* Excerpted data:
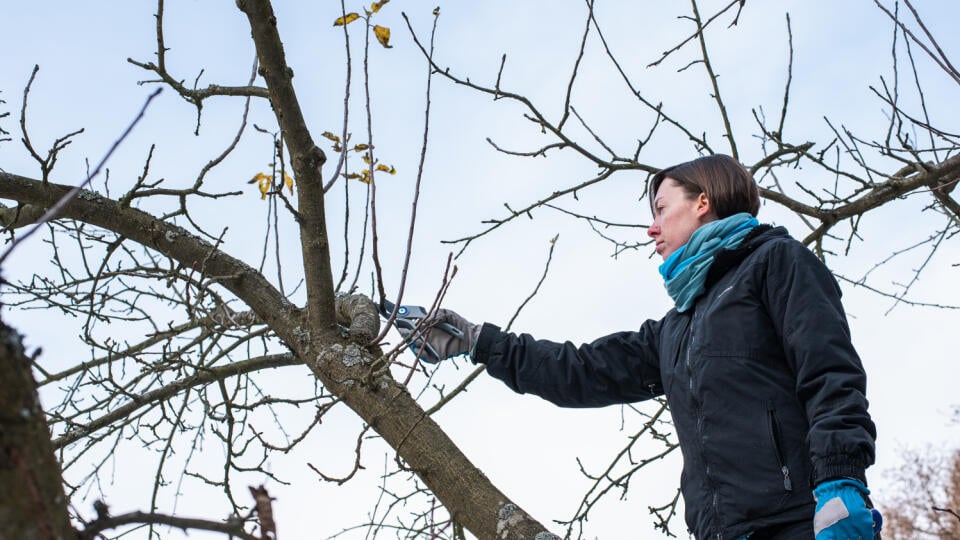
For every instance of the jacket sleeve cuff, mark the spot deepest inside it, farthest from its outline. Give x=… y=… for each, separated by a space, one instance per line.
x=481 y=350
x=839 y=466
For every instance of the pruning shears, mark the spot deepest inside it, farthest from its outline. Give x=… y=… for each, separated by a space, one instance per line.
x=407 y=320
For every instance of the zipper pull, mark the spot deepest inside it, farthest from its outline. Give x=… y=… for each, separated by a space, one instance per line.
x=787 y=483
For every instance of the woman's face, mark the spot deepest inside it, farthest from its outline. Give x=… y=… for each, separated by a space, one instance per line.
x=675 y=216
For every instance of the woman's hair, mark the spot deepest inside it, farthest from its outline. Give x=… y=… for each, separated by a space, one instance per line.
x=727 y=184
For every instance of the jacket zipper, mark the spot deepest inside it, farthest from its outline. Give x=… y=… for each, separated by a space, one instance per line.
x=775 y=436
x=715 y=498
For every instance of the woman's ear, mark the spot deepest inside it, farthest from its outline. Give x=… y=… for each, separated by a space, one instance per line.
x=704 y=208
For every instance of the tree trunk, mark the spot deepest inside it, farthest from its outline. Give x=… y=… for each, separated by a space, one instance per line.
x=32 y=502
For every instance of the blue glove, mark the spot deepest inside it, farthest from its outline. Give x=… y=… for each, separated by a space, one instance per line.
x=842 y=512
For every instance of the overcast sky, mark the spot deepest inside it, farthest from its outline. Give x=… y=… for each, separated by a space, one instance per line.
x=526 y=446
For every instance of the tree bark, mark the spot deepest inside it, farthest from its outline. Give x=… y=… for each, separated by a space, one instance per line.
x=32 y=502
x=351 y=371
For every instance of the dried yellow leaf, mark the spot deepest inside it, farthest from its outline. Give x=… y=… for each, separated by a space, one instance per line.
x=383 y=35
x=257 y=178
x=346 y=19
x=263 y=182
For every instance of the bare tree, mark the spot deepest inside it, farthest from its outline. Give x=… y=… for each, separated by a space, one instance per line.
x=205 y=331
x=926 y=504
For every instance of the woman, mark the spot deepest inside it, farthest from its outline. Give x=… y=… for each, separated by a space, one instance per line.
x=755 y=359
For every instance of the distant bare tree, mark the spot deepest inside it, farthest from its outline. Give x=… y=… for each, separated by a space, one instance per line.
x=926 y=502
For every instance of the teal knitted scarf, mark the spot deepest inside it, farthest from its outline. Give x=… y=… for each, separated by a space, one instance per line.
x=685 y=271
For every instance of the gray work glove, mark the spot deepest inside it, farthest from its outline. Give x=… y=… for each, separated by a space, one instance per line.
x=442 y=335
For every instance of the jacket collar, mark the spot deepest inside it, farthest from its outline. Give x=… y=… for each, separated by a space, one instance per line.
x=726 y=259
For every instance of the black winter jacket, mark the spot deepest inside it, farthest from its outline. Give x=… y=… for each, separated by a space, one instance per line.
x=765 y=388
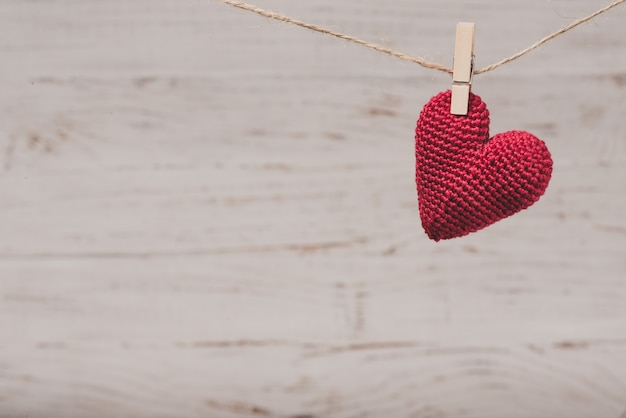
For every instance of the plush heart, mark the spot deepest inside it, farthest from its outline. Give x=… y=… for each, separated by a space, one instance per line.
x=466 y=181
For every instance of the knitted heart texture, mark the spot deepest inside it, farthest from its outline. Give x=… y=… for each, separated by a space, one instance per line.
x=467 y=181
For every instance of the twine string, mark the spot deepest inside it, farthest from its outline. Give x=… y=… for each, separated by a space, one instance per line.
x=418 y=60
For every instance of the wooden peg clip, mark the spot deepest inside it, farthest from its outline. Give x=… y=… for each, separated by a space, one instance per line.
x=463 y=67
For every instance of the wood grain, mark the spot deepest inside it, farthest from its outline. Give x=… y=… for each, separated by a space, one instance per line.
x=207 y=214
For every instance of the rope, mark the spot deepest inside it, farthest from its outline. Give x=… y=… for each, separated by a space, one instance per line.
x=418 y=60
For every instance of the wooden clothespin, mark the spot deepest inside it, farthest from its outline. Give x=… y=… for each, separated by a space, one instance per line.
x=463 y=67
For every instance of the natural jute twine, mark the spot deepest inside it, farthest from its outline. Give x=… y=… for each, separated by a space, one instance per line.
x=405 y=57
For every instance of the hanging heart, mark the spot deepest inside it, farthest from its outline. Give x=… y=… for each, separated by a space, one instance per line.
x=467 y=181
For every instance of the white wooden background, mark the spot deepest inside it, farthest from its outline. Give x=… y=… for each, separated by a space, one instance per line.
x=204 y=213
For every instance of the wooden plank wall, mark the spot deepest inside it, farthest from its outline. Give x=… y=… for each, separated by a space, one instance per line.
x=205 y=213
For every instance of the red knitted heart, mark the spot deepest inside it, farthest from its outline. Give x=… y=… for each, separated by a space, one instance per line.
x=466 y=181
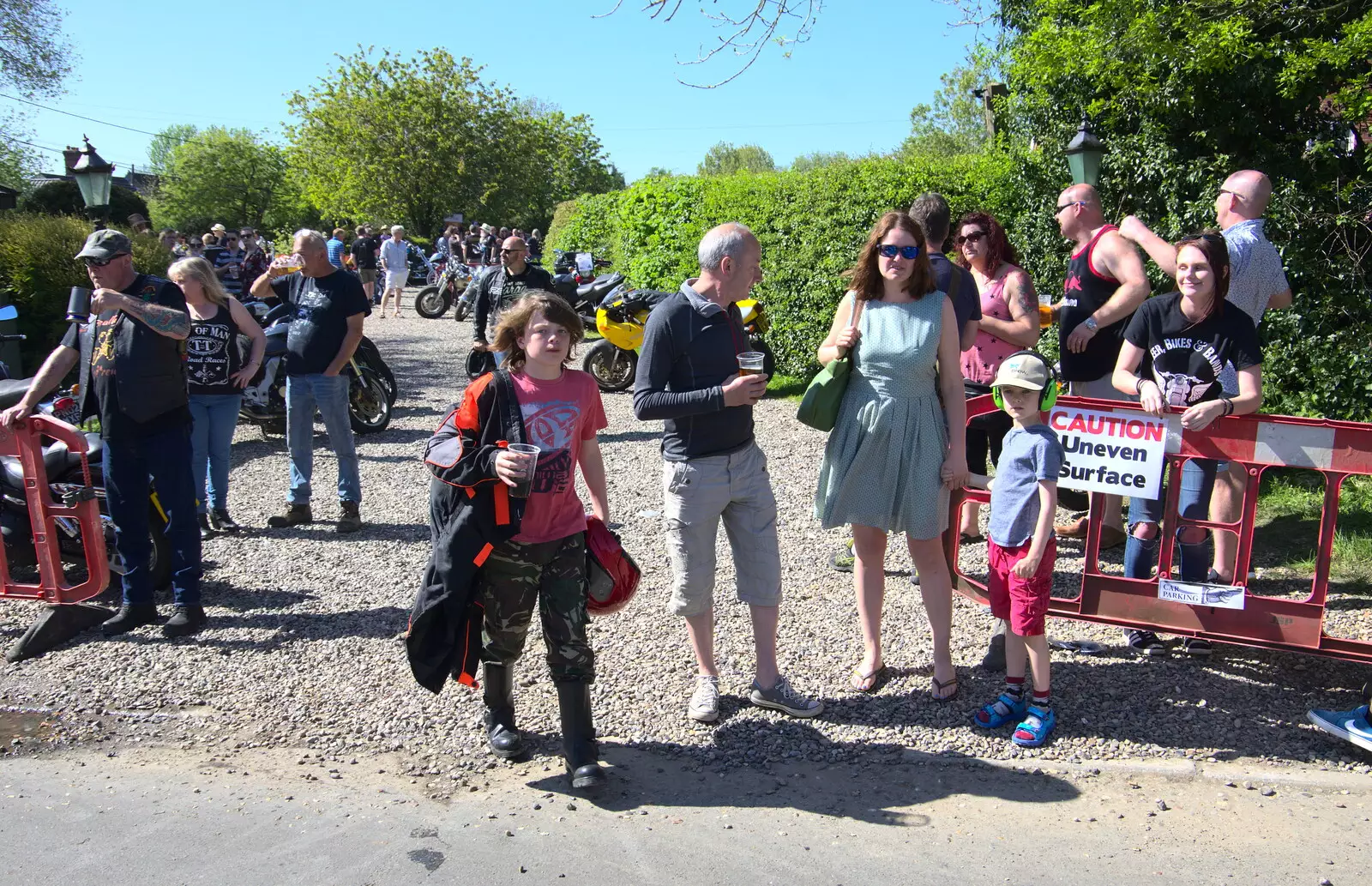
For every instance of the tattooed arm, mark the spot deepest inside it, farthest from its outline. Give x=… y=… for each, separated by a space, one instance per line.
x=1022 y=329
x=169 y=321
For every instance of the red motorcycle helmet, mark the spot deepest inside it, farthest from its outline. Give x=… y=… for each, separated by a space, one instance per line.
x=612 y=574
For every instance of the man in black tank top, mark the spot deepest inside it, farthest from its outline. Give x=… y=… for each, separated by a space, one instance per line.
x=1104 y=287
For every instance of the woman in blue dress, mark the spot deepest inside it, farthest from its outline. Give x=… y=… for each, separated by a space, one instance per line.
x=896 y=450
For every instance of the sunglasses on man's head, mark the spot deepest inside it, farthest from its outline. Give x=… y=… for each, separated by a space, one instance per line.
x=909 y=253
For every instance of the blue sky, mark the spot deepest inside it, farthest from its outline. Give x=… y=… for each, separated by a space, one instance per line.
x=850 y=88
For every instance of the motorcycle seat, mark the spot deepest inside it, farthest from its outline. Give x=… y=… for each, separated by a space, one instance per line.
x=13 y=391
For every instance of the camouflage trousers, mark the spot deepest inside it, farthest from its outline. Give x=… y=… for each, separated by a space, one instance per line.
x=551 y=575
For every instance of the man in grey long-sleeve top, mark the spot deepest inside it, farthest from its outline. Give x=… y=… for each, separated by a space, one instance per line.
x=688 y=376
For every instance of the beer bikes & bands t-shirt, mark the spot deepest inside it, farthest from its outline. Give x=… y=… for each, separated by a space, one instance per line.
x=1186 y=359
x=559 y=416
x=322 y=306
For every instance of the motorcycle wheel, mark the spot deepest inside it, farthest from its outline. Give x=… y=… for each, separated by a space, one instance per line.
x=612 y=368
x=431 y=304
x=368 y=407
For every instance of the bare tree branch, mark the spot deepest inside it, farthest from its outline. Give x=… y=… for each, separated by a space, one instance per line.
x=745 y=36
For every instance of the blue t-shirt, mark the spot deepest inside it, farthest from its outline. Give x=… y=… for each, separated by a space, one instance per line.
x=1026 y=455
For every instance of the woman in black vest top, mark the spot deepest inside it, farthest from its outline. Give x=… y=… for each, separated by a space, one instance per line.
x=216 y=379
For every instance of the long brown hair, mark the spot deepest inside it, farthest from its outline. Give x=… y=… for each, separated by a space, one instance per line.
x=514 y=320
x=864 y=277
x=1211 y=243
x=998 y=244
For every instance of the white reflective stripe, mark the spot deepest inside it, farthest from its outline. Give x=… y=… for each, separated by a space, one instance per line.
x=1297 y=446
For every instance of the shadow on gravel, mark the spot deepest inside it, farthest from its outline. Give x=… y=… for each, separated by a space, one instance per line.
x=880 y=790
x=630 y=437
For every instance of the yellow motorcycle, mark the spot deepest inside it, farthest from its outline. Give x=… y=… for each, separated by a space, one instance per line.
x=621 y=318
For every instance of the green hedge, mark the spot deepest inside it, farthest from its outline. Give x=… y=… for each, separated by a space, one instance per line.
x=38 y=272
x=813 y=224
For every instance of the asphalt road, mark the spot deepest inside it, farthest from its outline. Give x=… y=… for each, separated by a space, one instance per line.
x=267 y=817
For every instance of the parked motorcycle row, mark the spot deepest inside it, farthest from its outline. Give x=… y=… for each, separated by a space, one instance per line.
x=604 y=302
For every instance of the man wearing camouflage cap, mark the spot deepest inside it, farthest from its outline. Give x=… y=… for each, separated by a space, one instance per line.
x=134 y=379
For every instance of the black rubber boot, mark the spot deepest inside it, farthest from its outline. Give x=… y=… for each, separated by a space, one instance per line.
x=504 y=738
x=580 y=749
x=129 y=616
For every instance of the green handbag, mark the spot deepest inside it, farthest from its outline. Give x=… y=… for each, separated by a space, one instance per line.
x=823 y=395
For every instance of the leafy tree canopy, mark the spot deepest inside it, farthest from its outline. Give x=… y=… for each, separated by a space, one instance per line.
x=725 y=160
x=226 y=176
x=418 y=139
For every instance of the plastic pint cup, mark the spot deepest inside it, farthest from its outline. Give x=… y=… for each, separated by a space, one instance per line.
x=751 y=362
x=528 y=455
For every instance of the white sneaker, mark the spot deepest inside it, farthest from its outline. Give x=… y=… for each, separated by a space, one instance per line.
x=704 y=701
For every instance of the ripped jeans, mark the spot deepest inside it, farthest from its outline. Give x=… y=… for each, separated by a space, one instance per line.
x=1140 y=556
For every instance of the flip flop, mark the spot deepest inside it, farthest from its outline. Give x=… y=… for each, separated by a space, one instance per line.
x=942 y=684
x=861 y=682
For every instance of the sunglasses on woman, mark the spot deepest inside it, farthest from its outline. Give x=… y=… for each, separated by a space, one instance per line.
x=907 y=253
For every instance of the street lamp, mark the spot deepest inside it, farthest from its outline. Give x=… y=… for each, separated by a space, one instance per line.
x=1084 y=155
x=93 y=174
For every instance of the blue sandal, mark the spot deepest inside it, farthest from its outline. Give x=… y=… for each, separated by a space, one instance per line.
x=1036 y=727
x=1005 y=709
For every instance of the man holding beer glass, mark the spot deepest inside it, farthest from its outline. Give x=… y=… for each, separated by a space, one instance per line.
x=695 y=373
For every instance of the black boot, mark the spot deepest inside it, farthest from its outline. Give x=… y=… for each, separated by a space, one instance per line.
x=574 y=701
x=129 y=616
x=504 y=739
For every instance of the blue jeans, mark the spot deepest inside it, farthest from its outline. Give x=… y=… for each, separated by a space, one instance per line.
x=129 y=464
x=328 y=394
x=212 y=435
x=1194 y=503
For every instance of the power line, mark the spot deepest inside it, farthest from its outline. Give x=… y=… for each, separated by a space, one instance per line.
x=144 y=132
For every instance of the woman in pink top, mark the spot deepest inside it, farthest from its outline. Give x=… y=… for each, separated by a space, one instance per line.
x=1008 y=324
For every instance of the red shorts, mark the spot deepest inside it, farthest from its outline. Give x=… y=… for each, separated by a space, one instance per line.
x=1024 y=602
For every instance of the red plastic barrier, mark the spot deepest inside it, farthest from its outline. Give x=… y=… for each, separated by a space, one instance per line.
x=1335 y=449
x=25 y=443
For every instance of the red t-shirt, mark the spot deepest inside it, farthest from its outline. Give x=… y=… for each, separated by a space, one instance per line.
x=559 y=416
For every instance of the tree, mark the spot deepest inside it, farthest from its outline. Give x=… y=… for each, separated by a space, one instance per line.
x=743 y=33
x=1184 y=93
x=955 y=123
x=159 y=150
x=34 y=57
x=818 y=160
x=63 y=198
x=230 y=176
x=418 y=139
x=725 y=160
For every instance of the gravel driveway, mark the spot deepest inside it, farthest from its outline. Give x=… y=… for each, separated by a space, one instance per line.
x=304 y=646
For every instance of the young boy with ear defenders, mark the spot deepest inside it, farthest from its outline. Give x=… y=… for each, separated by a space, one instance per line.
x=1021 y=549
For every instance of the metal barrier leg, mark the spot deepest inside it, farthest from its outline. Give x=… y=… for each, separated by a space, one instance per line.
x=54 y=627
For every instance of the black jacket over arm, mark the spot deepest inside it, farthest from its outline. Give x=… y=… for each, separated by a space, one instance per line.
x=471 y=512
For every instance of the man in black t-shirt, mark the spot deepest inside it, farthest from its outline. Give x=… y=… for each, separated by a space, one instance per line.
x=134 y=379
x=329 y=307
x=364 y=256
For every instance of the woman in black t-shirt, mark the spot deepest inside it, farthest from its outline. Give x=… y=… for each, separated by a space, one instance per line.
x=1187 y=336
x=216 y=377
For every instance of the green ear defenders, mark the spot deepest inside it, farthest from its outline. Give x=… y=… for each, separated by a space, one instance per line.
x=1049 y=396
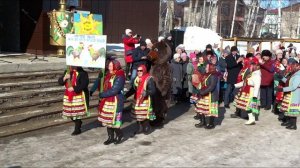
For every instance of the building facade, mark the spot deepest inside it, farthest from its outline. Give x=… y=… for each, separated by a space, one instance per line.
x=24 y=25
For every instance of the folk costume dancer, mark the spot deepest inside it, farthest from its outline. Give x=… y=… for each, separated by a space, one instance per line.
x=112 y=102
x=291 y=100
x=241 y=77
x=207 y=105
x=144 y=89
x=76 y=96
x=249 y=92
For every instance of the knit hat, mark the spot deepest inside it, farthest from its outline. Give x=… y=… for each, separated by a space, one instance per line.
x=183 y=55
x=266 y=53
x=176 y=56
x=233 y=48
x=279 y=52
x=148 y=41
x=208 y=46
x=254 y=61
x=127 y=31
x=249 y=55
x=180 y=46
x=160 y=38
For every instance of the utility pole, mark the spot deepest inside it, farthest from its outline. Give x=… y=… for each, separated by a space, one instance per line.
x=233 y=18
x=298 y=25
x=279 y=19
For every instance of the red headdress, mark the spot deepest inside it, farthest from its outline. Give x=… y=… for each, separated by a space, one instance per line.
x=141 y=83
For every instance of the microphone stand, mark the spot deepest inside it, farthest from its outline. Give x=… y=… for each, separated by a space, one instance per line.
x=35 y=22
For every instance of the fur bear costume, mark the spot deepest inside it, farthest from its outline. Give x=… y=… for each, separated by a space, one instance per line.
x=161 y=72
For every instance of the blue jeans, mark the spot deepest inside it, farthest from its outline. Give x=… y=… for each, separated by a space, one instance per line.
x=133 y=76
x=230 y=92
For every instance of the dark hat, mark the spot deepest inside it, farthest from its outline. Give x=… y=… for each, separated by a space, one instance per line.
x=266 y=53
x=233 y=48
x=209 y=46
x=248 y=55
x=143 y=43
x=209 y=53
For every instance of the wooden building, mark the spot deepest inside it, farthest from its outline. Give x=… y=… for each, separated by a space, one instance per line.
x=24 y=25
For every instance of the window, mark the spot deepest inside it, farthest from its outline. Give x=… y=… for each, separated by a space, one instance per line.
x=225 y=9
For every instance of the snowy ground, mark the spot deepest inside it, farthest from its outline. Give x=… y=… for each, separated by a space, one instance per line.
x=178 y=144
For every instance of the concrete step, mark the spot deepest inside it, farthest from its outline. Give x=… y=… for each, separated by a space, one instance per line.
x=44 y=121
x=49 y=99
x=35 y=112
x=38 y=123
x=26 y=85
x=33 y=76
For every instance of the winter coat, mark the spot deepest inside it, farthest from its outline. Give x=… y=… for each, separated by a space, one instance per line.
x=184 y=73
x=294 y=87
x=129 y=44
x=177 y=76
x=150 y=89
x=255 y=81
x=267 y=71
x=222 y=65
x=190 y=71
x=82 y=83
x=233 y=68
x=116 y=90
x=137 y=55
x=211 y=84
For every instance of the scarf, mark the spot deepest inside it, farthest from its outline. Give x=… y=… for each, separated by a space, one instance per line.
x=73 y=79
x=109 y=79
x=140 y=84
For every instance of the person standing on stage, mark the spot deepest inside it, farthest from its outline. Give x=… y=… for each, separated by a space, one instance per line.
x=76 y=97
x=112 y=102
x=144 y=89
x=249 y=92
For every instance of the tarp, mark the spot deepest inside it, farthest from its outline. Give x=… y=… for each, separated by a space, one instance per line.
x=196 y=38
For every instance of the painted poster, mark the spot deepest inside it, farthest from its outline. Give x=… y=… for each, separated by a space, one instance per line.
x=88 y=24
x=86 y=50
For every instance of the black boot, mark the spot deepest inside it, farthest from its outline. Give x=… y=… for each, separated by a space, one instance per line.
x=146 y=127
x=119 y=136
x=210 y=124
x=293 y=125
x=110 y=133
x=139 y=128
x=197 y=116
x=77 y=129
x=237 y=113
x=287 y=122
x=202 y=122
x=281 y=117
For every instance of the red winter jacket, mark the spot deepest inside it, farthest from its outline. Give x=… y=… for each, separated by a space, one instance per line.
x=129 y=44
x=267 y=73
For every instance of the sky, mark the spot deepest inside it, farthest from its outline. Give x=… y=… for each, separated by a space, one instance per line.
x=275 y=3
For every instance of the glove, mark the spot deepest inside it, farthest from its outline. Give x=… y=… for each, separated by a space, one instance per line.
x=144 y=94
x=279 y=89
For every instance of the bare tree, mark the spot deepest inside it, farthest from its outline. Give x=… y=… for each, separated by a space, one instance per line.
x=195 y=12
x=202 y=21
x=233 y=18
x=190 y=13
x=255 y=19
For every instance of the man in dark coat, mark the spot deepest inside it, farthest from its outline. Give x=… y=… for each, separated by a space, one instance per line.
x=161 y=73
x=234 y=65
x=177 y=77
x=267 y=73
x=139 y=56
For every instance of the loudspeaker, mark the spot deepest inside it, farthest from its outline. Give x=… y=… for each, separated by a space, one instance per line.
x=177 y=36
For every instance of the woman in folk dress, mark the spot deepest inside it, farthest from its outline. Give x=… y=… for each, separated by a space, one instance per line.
x=112 y=102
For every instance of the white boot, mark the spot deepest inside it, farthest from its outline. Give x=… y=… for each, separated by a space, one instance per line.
x=251 y=120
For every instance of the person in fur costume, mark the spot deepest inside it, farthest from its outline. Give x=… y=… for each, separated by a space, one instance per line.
x=161 y=73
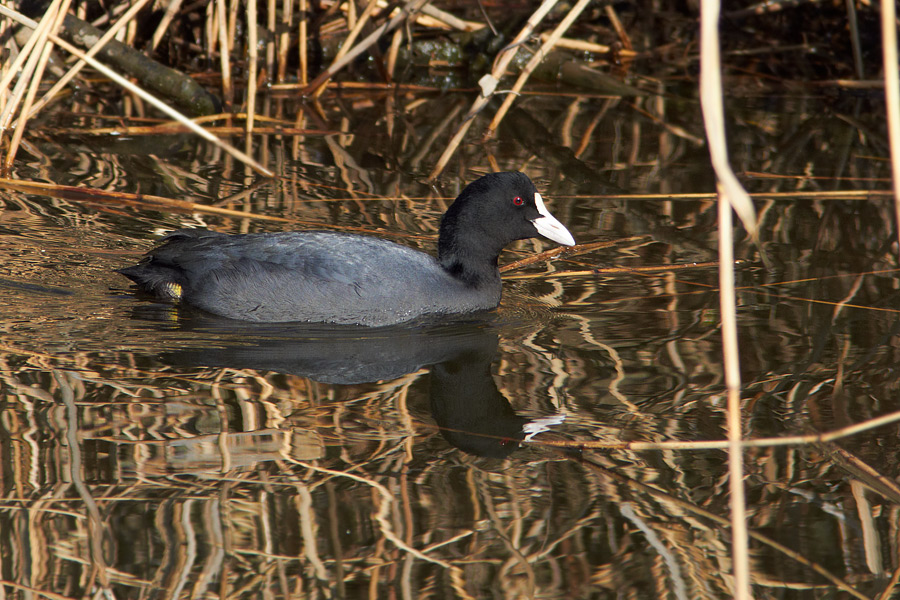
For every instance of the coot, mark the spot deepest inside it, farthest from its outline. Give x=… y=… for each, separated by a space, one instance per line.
x=330 y=277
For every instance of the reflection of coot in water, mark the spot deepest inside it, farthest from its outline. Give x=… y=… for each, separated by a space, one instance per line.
x=328 y=277
x=471 y=412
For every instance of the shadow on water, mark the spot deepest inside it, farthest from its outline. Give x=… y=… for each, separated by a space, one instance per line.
x=467 y=406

* Prompt:
Reproduce, unchanged, the lines of the records above from the line that contains "For every instance of the tree bark, mark" to the line that contains "x=685 y=271", including both of those lines.

* Completed exercise:
For every instance of the tree bark, mark the spot deepest inside it, farthest from its outline. Give x=… y=… for each, separated by a space, one instance per line.
x=32 y=502
x=351 y=371
For every instance of the dried yellow leaf, mark the spot deepest inside it, farthest from its outline. Give x=… y=… for each, separated by a space, one instance per line.
x=383 y=35
x=257 y=178
x=346 y=19
x=263 y=182
For every instance of the bare tree, mark the spot deepest inside it, farthest from its outline. Give x=… y=… for each, separated by a space, one instance per line.
x=205 y=331
x=926 y=504
For every instance of the woman, mark the spot deepest inside it, farthest from its outline. Give x=… y=… for each, separated by a space, one instance per line.
x=755 y=359
For every instance of the distant bare tree, mark the spot deepest inside it, farthest from its outline. Give x=… y=… for each, separated by a space, one instance per line.
x=926 y=502
For every instance of the teal knitted scarf, mark the spot deepest inside it, farthest from its outline. Give x=… y=… for each, separated by a space, one instance per line.
x=685 y=271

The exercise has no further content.